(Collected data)
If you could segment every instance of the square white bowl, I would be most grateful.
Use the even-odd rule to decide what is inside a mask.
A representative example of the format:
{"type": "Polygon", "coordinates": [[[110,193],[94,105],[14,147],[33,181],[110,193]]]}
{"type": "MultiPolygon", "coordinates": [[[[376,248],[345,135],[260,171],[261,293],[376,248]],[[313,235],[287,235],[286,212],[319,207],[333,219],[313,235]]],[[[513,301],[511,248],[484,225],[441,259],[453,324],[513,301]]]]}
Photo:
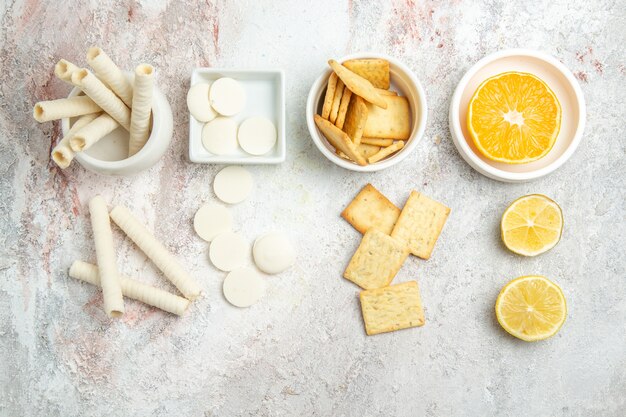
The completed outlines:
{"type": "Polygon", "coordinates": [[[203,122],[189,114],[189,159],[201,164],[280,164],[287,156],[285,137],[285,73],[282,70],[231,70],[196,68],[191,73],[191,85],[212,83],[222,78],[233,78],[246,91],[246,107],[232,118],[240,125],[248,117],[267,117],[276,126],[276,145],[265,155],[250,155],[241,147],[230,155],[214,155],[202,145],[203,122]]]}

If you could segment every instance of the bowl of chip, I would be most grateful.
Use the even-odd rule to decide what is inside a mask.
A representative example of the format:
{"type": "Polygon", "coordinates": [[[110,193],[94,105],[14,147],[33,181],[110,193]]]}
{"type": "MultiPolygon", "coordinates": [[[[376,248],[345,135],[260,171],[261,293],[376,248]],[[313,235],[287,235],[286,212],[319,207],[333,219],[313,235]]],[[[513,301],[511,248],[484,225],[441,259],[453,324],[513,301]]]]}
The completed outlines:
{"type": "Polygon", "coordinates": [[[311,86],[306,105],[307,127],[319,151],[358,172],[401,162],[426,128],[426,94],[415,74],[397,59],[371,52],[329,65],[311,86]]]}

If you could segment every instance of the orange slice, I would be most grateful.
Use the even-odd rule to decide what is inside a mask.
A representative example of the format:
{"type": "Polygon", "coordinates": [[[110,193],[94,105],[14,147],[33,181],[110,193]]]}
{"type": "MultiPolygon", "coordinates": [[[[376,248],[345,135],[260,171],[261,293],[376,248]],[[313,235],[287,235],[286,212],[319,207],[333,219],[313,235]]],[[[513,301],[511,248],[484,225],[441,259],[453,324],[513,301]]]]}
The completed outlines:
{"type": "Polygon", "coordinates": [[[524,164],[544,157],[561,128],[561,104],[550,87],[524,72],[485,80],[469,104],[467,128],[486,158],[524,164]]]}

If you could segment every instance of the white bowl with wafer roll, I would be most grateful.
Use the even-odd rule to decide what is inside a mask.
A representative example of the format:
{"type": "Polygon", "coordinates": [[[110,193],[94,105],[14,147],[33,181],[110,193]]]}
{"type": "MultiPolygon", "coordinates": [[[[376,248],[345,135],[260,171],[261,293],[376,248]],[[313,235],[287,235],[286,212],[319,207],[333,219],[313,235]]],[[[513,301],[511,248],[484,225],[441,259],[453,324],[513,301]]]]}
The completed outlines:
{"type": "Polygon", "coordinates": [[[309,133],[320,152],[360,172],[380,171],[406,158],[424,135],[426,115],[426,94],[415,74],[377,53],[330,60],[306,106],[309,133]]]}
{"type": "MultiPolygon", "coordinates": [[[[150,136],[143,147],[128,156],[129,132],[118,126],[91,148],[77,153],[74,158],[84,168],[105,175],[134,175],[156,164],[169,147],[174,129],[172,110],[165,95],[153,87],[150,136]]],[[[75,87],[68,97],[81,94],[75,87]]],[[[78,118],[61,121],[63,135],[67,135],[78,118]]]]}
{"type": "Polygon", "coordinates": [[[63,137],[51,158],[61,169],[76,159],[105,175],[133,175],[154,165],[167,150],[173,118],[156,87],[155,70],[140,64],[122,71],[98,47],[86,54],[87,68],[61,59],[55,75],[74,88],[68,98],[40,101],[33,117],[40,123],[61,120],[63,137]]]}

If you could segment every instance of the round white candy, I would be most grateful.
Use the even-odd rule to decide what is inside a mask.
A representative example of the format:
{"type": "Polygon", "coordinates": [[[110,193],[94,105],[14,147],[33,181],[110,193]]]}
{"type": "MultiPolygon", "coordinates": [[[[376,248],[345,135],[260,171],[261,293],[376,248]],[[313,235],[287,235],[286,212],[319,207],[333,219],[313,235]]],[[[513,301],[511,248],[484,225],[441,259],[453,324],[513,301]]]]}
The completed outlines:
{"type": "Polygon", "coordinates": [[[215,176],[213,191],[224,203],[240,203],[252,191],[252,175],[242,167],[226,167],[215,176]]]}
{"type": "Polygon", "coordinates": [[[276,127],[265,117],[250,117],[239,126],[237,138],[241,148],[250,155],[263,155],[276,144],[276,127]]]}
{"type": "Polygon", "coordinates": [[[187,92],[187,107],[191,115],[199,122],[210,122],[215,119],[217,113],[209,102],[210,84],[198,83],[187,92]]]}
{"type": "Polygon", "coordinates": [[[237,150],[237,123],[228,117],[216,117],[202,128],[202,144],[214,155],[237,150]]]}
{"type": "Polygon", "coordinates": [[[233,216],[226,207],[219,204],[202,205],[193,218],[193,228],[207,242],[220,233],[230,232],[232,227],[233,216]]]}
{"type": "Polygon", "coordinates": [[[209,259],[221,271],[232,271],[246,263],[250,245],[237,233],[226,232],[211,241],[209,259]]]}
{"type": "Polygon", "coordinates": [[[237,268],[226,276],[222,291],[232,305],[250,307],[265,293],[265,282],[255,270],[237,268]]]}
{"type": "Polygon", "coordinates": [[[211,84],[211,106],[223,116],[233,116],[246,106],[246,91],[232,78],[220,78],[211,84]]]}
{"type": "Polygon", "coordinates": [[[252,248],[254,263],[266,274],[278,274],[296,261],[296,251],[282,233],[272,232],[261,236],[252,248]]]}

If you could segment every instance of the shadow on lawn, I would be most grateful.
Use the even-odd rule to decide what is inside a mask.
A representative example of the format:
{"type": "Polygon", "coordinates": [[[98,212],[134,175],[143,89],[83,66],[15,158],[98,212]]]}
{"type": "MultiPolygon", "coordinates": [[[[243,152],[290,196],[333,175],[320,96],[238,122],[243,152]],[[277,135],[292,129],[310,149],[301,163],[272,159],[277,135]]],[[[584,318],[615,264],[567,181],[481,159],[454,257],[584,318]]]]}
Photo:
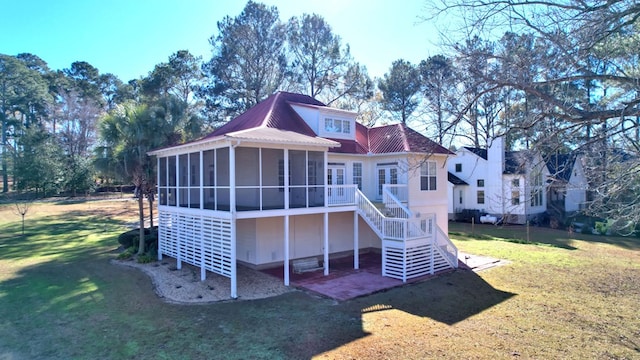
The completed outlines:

---

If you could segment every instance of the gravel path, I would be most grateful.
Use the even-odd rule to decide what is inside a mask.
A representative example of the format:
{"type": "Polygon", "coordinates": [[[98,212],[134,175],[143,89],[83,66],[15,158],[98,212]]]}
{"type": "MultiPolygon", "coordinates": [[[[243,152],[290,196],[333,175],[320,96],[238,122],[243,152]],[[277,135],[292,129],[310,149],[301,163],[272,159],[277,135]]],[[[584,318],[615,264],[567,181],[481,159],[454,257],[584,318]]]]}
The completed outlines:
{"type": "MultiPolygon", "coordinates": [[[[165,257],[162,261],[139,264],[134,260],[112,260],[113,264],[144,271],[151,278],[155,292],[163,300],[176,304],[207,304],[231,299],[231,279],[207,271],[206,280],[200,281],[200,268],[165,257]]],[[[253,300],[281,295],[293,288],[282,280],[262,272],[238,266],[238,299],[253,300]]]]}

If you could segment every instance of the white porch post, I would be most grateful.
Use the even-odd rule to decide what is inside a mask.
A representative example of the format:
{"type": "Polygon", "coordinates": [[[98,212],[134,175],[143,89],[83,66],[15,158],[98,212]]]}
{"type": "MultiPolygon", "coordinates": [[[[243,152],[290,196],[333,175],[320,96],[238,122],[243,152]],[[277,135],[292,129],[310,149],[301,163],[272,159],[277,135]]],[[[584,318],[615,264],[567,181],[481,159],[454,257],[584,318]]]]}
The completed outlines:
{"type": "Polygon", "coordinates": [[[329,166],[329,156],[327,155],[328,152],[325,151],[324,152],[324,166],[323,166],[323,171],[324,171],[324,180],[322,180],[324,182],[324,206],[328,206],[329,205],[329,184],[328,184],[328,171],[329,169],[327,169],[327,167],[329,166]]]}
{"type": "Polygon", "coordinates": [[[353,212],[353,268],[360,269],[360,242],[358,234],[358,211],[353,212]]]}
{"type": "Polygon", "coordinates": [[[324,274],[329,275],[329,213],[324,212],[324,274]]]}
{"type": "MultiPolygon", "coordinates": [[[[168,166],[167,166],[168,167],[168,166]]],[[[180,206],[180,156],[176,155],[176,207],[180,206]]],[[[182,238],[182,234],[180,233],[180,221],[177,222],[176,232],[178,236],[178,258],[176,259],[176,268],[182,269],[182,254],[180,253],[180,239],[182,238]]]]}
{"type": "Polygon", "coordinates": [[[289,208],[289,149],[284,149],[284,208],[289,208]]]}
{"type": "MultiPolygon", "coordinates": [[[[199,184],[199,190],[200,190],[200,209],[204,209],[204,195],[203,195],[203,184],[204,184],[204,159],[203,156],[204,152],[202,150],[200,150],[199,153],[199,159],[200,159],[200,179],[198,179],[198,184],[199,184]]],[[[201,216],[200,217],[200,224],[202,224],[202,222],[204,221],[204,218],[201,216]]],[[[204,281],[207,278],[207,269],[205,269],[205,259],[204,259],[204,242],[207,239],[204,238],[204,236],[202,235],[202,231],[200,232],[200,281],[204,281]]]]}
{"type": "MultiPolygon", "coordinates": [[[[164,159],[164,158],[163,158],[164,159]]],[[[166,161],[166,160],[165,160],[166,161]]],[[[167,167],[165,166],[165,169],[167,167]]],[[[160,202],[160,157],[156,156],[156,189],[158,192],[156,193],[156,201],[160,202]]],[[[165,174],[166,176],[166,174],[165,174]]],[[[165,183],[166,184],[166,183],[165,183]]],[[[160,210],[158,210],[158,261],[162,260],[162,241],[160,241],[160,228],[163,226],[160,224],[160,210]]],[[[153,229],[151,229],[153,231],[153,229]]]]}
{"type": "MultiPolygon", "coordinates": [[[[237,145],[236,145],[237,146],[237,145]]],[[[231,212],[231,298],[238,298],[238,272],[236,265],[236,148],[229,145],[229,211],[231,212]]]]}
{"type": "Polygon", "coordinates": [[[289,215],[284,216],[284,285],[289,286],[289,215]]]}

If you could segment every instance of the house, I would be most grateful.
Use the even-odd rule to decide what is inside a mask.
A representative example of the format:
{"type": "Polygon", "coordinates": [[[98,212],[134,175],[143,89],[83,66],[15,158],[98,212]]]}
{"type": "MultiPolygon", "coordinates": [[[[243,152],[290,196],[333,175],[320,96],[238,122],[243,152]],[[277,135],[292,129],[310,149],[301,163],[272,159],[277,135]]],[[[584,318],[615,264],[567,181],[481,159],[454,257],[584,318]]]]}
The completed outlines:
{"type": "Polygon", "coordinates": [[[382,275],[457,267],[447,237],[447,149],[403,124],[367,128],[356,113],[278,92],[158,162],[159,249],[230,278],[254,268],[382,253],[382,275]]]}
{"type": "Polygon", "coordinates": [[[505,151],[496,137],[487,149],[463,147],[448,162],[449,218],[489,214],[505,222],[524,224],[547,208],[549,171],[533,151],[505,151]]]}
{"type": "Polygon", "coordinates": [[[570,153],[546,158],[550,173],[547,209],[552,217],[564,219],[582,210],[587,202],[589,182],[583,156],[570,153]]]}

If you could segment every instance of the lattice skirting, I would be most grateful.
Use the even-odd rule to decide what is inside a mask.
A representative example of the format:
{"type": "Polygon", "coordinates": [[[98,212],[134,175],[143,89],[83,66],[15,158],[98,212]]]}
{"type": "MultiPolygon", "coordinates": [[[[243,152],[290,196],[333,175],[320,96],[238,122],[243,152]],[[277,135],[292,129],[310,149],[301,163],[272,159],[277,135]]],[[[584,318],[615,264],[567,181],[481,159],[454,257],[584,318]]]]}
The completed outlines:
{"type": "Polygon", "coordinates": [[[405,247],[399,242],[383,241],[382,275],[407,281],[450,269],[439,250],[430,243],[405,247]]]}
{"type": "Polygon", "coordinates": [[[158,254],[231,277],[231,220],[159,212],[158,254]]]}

**Problem requirements:**
In the entries above, find each line containing the string "most" and copy it.

**Task result:**
If you could segment every instance of the square white bowl, I would be most grateful.
If you could segment every instance of the bowl of chip, I would be most grateful.
If you could segment every instance of the orange slice, I would be most grateful.
If you could segment every instance of the white bowl with wafer roll, I would be most grateful.
If you could segment every instance of the round white candy, I would be most grateful.
If you could segment every instance of the shadow on lawn, I would be most grateful.
If you could segment every instance of the gravel path, I would be most grateful.
If you could segment every instance of the white porch post, I would be most grateful.
If you could segment every instance of the house, I would be most grateful.
If you could segment every instance of the lattice skirting, I would be most grateful.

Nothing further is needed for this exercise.